» Problem statement
Please write out the listing below again in its exact form.
========================================================================
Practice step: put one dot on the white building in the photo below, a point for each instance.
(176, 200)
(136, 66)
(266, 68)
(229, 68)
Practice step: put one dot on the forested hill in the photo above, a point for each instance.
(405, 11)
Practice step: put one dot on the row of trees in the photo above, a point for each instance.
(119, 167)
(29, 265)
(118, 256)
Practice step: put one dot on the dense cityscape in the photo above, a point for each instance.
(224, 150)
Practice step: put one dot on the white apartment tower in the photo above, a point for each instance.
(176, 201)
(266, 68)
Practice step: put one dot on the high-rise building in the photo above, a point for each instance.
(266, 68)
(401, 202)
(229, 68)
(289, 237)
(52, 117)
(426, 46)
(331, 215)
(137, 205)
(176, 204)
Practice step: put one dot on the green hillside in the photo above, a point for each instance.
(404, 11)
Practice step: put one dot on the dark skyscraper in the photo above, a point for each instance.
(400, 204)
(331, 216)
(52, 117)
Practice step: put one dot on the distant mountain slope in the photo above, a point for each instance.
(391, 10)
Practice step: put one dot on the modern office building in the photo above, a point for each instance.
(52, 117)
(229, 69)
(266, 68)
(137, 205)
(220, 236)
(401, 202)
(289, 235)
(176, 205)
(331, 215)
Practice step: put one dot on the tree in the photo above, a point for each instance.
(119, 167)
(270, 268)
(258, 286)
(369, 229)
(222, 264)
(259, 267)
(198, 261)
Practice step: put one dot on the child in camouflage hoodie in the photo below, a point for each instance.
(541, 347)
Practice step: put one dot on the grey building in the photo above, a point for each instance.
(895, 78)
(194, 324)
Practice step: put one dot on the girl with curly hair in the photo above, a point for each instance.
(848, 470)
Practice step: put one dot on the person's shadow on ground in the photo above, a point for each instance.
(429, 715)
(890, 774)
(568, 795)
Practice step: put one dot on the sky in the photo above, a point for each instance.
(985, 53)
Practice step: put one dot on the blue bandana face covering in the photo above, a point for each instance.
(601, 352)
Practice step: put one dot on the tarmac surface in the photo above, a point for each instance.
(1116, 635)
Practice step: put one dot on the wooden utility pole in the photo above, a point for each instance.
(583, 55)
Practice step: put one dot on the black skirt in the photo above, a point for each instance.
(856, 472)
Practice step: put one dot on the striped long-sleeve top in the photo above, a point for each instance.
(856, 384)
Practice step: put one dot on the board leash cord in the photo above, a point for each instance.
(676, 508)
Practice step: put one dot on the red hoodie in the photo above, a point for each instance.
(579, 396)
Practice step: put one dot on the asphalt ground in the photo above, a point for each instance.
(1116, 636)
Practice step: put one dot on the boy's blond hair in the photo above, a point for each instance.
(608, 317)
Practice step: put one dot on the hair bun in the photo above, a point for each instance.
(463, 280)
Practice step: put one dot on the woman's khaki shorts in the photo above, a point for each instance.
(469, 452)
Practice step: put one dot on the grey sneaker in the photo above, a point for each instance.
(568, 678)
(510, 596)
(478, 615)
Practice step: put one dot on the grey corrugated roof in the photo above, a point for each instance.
========================================================================
» Task answer
Practice step: put one dot on the white building in the photo below, a point for each instance.
(176, 200)
(136, 66)
(266, 68)
(229, 68)
Practice step: put one dot on the forested hill in the photo above, a point for each instance.
(405, 11)
Practice step: put one dot on the row of trees in the photo above, a point for each instance.
(119, 167)
(29, 265)
(118, 256)
Practice step: put one dot on the dense cityscape in the photo above, a point for each instance.
(224, 150)
Practice step: put one dot on the white apartment tower in the photo above, a point for each instance.
(176, 201)
(266, 68)
Practice step: put one dot on the high-rise building in the photo above, a point for each instance.
(266, 68)
(401, 202)
(229, 68)
(289, 237)
(52, 117)
(426, 46)
(331, 215)
(137, 205)
(176, 204)
Practice step: put one dot on the green hillside in the photo above, a point for each instance.
(404, 11)
Practice step: put one dot on the dark skyscraper in the photo above, a point for each instance.
(400, 204)
(331, 216)
(52, 117)
Practice step: put one dot on the distant mountain slope in the photo above, a point for each instance.
(391, 10)
Practice step: put one dot on the modern office building in the photo above, a point for each instance.
(52, 117)
(229, 69)
(266, 68)
(137, 205)
(220, 236)
(401, 202)
(289, 235)
(176, 205)
(331, 215)
Practice step: put one dot on the tree in the photo above, a point for each instance.
(119, 167)
(270, 268)
(258, 286)
(369, 229)
(222, 264)
(259, 267)
(198, 261)
Practice step: put one dot on the child in camouflage hoodie in the photo below, a point for each instance.
(541, 347)
Practice step: put one dot on the grey building in the photo above, a point for each instance.
(895, 78)
(194, 324)
Practice step: put one dot on the girl with curly hair in the photo above, a point for each instance.
(848, 470)
Practice step: put one dot on the person's shadow on ground in the photo above, a point for each instance.
(429, 715)
(890, 774)
(568, 795)
Practice step: put one dot on the sky in the photo above, a point for each instance.
(985, 53)
Practice step: put one dot on the blue bandana face covering in the photo above, a point for each instance.
(601, 352)
Practice step: put one dot on the tarmac surface in the photo above, a point for each instance.
(1116, 635)
Practice step: put one dot on the wooden utility pole in the photo above, a point for each instance.
(583, 55)
Practice step: put one dot on the black skirt in the photo above, a point for each instance.
(856, 472)
Practice step: put one dot on the striped long-sleeve top in the photo above, a point for each instance.
(856, 384)
Practice step: put one dot on the board leash cord in the photo above, a point for each instance.
(676, 508)
Practice step: put one dot on the red hoodie in the photo above, a point for each instance.
(579, 396)
Practice step: put one dot on the asphalt ground in the photo above, a point for each instance.
(1116, 636)
Practice step: put one dot on the boy's blond hair in the photo above, a point for each instance.
(608, 317)
Practice step: put one dot on the hair bun in the photo above, a point for each instance.
(463, 280)
Practice step: put one dot on the woman's khaki shorts in the photo above, a point for each instance.
(469, 452)
Practice step: put one dot on the grey sneaker in the photo above, a point for each instance.
(568, 678)
(510, 596)
(478, 615)
Practice step: put one dot on the grey corrugated roof in the photo above, a point for each instance.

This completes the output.